— begin Records for the exercise —
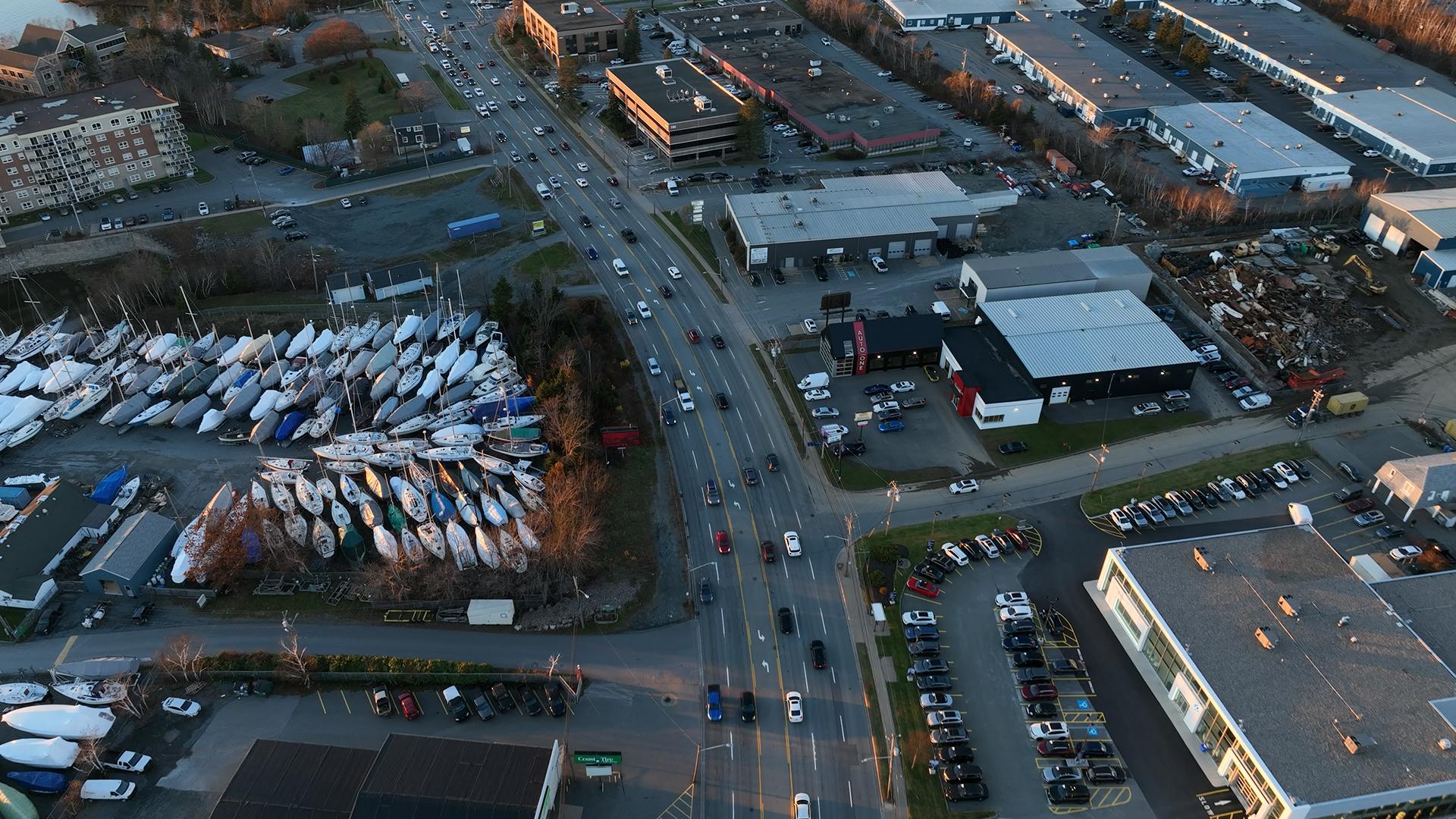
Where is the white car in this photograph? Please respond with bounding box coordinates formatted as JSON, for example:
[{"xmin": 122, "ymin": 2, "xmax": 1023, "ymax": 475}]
[
  {"xmin": 940, "ymin": 541, "xmax": 971, "ymax": 566},
  {"xmin": 162, "ymin": 697, "xmax": 202, "ymax": 717},
  {"xmin": 1027, "ymin": 723, "xmax": 1072, "ymax": 739},
  {"xmin": 951, "ymin": 478, "xmax": 981, "ymax": 495},
  {"xmin": 900, "ymin": 610, "xmax": 935, "ymax": 625},
  {"xmin": 1106, "ymin": 509, "xmax": 1133, "ymax": 532},
  {"xmin": 997, "ymin": 606, "xmax": 1034, "ymax": 623}
]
— end Records for the exercise —
Substitute "silver car" for "white car" in the lines above and write them out again with everything else unchanged. Leave the picture out of your answer.

Task response:
Where is the silver car in this photograph? Please respond with bounding box coordinates formatted as JSON, for example:
[{"xmin": 122, "ymin": 2, "xmax": 1023, "ymax": 475}]
[
  {"xmin": 940, "ymin": 541, "xmax": 971, "ymax": 566},
  {"xmin": 162, "ymin": 697, "xmax": 202, "ymax": 717},
  {"xmin": 1027, "ymin": 723, "xmax": 1072, "ymax": 739},
  {"xmin": 951, "ymin": 478, "xmax": 981, "ymax": 495},
  {"xmin": 900, "ymin": 610, "xmax": 935, "ymax": 625},
  {"xmin": 1106, "ymin": 509, "xmax": 1133, "ymax": 532},
  {"xmin": 997, "ymin": 606, "xmax": 1034, "ymax": 623}
]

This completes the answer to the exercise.